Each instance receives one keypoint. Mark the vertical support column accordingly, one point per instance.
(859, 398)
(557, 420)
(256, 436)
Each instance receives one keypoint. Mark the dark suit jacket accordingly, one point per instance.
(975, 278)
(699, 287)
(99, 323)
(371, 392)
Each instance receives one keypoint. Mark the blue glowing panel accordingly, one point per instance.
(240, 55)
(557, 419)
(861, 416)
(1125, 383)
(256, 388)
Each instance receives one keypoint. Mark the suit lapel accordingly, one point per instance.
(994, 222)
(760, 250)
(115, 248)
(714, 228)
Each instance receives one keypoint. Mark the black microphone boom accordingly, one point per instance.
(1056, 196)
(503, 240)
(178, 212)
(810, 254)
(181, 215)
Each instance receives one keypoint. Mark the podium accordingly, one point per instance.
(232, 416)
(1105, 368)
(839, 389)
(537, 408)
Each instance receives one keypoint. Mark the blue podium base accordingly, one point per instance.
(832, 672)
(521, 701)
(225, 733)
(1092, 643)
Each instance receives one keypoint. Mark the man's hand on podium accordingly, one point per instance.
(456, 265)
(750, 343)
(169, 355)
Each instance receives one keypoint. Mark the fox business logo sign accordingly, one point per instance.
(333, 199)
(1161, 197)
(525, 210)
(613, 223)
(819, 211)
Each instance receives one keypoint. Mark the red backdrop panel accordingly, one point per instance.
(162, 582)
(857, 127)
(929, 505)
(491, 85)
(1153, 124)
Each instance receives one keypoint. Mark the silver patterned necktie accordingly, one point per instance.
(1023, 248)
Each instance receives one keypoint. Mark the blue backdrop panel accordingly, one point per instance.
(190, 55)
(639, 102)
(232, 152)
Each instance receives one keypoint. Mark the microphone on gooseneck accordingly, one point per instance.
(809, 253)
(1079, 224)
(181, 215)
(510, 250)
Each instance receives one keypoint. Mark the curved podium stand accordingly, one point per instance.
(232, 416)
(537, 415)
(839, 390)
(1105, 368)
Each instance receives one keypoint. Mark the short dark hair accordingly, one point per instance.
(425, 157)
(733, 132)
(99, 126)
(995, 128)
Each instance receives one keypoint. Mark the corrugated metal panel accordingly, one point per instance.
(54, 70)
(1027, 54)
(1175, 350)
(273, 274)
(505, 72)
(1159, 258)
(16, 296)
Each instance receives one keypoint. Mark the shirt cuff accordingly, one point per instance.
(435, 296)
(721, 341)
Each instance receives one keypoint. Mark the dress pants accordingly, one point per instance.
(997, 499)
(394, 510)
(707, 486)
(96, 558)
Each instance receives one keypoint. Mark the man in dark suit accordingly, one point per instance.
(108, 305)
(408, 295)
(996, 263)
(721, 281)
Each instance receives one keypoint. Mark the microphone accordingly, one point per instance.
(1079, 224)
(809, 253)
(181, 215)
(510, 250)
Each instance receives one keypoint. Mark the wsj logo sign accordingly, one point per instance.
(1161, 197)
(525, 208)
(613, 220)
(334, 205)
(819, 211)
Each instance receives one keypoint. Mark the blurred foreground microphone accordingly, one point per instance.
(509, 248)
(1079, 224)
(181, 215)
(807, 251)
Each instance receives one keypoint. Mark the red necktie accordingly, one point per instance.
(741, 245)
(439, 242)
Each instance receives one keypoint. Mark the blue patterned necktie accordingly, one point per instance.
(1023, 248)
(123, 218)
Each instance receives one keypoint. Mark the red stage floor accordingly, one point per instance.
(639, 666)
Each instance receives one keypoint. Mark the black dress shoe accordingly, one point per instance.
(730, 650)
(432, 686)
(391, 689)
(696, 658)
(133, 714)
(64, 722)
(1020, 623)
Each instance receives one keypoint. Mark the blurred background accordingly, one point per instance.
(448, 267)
---
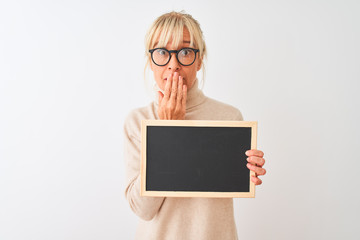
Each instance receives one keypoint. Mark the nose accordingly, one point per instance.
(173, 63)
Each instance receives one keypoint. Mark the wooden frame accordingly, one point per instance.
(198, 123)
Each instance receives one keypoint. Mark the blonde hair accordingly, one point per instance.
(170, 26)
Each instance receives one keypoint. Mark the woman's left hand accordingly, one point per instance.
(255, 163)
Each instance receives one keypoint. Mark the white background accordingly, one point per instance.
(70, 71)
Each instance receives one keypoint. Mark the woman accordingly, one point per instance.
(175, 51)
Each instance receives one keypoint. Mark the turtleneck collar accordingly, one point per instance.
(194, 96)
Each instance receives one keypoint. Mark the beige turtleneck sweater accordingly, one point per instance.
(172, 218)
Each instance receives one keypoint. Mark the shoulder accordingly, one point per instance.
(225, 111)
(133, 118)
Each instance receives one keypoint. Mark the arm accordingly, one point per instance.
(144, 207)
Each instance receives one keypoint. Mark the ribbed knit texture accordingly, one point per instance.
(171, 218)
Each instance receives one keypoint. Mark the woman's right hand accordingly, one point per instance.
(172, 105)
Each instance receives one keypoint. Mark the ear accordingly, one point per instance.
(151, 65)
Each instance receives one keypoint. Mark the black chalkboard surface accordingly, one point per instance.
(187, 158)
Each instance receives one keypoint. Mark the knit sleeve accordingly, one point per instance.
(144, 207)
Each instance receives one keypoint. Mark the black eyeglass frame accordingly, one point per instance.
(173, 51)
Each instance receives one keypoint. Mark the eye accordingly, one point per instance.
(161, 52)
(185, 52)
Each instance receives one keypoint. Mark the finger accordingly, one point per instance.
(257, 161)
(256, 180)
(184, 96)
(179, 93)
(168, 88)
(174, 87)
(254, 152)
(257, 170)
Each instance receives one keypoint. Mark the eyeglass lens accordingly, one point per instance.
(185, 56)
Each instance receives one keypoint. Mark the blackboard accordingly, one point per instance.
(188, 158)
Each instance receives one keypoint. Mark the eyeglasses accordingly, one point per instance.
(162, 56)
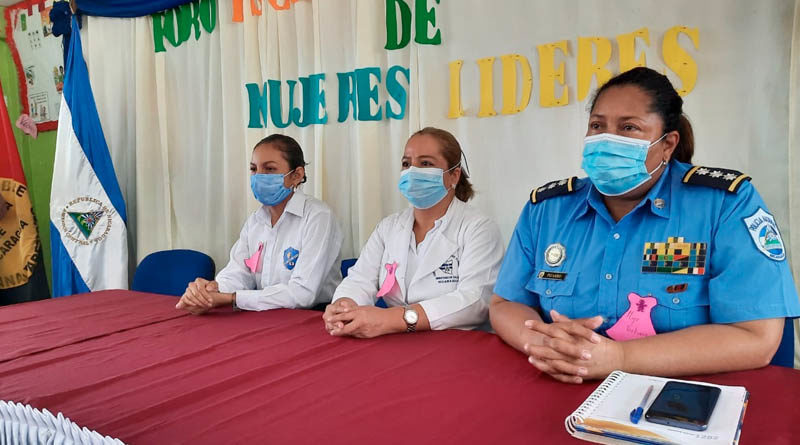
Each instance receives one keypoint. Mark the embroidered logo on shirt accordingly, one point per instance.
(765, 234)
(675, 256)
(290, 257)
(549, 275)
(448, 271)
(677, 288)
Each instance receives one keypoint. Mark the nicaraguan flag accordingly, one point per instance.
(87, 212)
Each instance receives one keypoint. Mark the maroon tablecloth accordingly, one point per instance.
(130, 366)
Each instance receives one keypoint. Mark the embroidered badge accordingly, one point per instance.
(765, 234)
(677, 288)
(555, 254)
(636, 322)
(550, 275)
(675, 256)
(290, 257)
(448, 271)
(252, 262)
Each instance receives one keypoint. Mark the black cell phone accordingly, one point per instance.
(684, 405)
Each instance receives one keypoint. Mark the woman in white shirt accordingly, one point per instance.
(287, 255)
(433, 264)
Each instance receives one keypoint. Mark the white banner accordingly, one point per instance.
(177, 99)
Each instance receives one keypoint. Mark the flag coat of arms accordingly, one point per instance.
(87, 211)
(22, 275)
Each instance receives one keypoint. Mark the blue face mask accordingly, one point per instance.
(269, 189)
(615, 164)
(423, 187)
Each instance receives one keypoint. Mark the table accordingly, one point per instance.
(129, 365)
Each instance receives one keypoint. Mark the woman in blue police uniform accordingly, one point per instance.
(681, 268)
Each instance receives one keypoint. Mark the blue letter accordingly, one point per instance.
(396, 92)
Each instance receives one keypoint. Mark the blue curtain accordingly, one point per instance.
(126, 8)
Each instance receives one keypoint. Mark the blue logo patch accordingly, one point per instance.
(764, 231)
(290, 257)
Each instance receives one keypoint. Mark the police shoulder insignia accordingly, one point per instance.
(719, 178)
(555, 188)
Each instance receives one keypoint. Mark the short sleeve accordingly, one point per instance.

• STATED GOAL
Rewrite the entries from the line containing "Each instance receives one keypoint. Mark the dress" through the line containing "(1020, 623)", putting "tie" wherever "necktie" appears and leaving everything else the same.

• SOLUTION
Each instance receives one keypoint. Mark the dress pants accordingly, one point per instance.
(997, 499)
(394, 510)
(707, 486)
(96, 558)
Each instance receives one keypoint. Mark the man in dark suit accordingly, one point per instance.
(108, 305)
(408, 295)
(996, 263)
(721, 281)
Each instance receives one keypoint. Mark the microphone accordingly, one point per instance.
(1079, 224)
(809, 253)
(181, 215)
(510, 250)
Each instance receives one keypoint. Mark the wsj logo sign accordingly, one point per instance.
(1161, 197)
(525, 208)
(613, 220)
(334, 205)
(819, 211)
Each instance receives one keypoint. Mark the blurred foreground microphone accordingly, one point per instance.
(509, 248)
(1079, 224)
(181, 215)
(807, 251)
Each instance receives one keypoint. Mark the red tie accordingly, one point per instance.
(741, 245)
(439, 242)
Each instance receives one keypoint. Mark the blue patterned tie accordingly, one point per instance.
(1023, 248)
(123, 218)
Each instance receives one keypoint. Mark the red stage floor accordingly, one point per instance.
(639, 666)
Each instance receives one keypoint. Mark the black dress shoe accordingly, one point per instance.
(730, 650)
(432, 686)
(391, 689)
(696, 658)
(133, 714)
(64, 722)
(1020, 623)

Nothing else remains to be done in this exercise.